DIRECTIONS
1/ In the forum thread about nested clocks in VHDL, what does Klaus say the "trigger" resets?
2/ Please carry on the forum thread about nested clocks in VHDL from its last post.

GIVEN PASSAGE
I have two arrays of numbers(15nos of integer type). the ultimate goal is to multiply the numbers individually in these arrays. but the condition is the multiplication should start with respect to one clock and proceed according to a second clock. how do i do that? i use vivado2017.2 and it says nesting is impossible
 

Re: nested clock in vhdl

Hi,

It´s not clear to me what you mean.
I assume you need some type of pipelining - usually this is made with DFF.

Klaus
 
Re: nested clock in vhdl

thank u for replying. lets say
sine := (7,4,2,0,0,1,3,6,9,11,13,14,14,12,10,7,0);
sine2 := (0,0,1,3,6,9,11,13,14,14,12,10,7,0,7,4,2);
these are my arrays. i want the multiplication to happen in such a way that 7*0, 4*0, 2*1, 0*3 etc.. till 0*2
the issue is the multiplication should start withrespect to one clock signal ( say clk1) and from then proceed according to
an another clock (clk 2)!!
 

Re: nested clock in vhdl

Hi,

OK.
Let´s call "clk1" --> "trigger"

"Trigger" resets a counter for a state machine.
* with each clk2 it increments the counter
* according counter value it takes a pair of input data and multiplies them.
* after all is done it raises a "finished" signal and stops counting

Klaus
 
Re: nested clock in vhdl

Why not post some code, so we get an idea of what you're trying to do?
You cant use 2 clocks on a single register in an FPGA. But I dont understand why you'd want to use 2...
 

Re: nested clock in vhdl

it actually worked. thanks to @klausST
I am actually working on phase matching of two sine waves.it includes a zero crossing detector and some further manipulations on the waves.
 

Re: nested clock in vhdl

the issue is the multiplication should start withrespect to one clock signal ( say clk1) and from then proceed according to an another clock (clk 2)!!

Are you sure you have understood the requirement correctly?
Is it another clock clk2 or the 2nd rising edge of the first clock clk1?
 

Re: nested clock in vhdl

yea I needed two clock signals. I will post my code below if you have an alternative idea pls comment. as I mentioned in the above comment, this s a part of phase matching two sine waves.

DATA
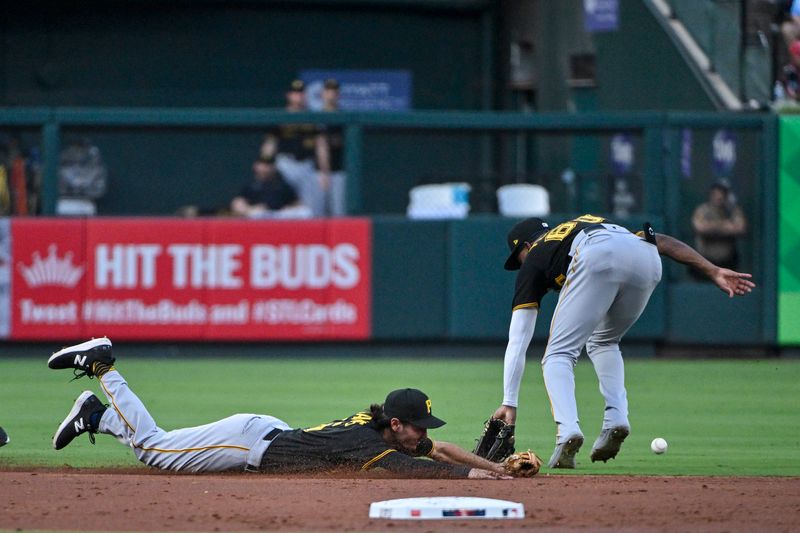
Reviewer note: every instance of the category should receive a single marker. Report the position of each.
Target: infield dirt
(144, 500)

REPLIES
1/ A counter for a state machine.

2/
Code:
library IEEE;
use IEEE.STD_LOGIC_1164.ALL;
use IEEE.STD_LOGIC_unsigned.ALL;
use ieee.numeric_std.all;
use ieee.std_logic_signed.all;

entity zcd01 is
    Port ( clk : in std_logic;
           d : out integer;
           d1 : out integer;
           op1 : inout STD_LOGIC;
           res : out integer);
end zcd01;

architecture Behavioral of zcd01 is
type sine is array (0 to 16) of integer;
type sine2 is array (0 to 16) of integer;
signal val0 : sine := (7,4,2,0,0,1,3,6,9,11,13,14,14,12,10,7,0);
signal val : sine2 := (0,0,1,3,6,9,11,13,14,14,12,10,7,0,7,4,2);
signal c:integer:=0;
signal ptr : integer;

begin

process (clk)
constant ref :integer :=7;
begin
if rising_edge(clk) then
   d <= val0(c);
   d1 <= val(c);
      if val (c) = ref then op1 <= '1';
       else if (ref - val(c))<0 and (ref - val (c-1)) > 0 then op1 <= '1';
       else op1 <= '0';
       end if;
      end if;  
 c <= c+1;
 end if;
 end process;     
 
process (op1,clk)
begin 
 if op1' event and op1 = '1' then
    ptr <= 0;
 end if;
 if rising_edge(clk) then   
    if ptr >= 0 then res <= val0(c) * val (c);
    end if;
    ptr <= ptr +1;
  end if;   
end process;     
end Behavioral;
 

Re: nested clock in vhdl

Basically, you cant have a register with 1 clocks on an FPGA.
But why cant OP1 be a synchronous reset with a single clock wide pulse? Or do an edge detect on op1?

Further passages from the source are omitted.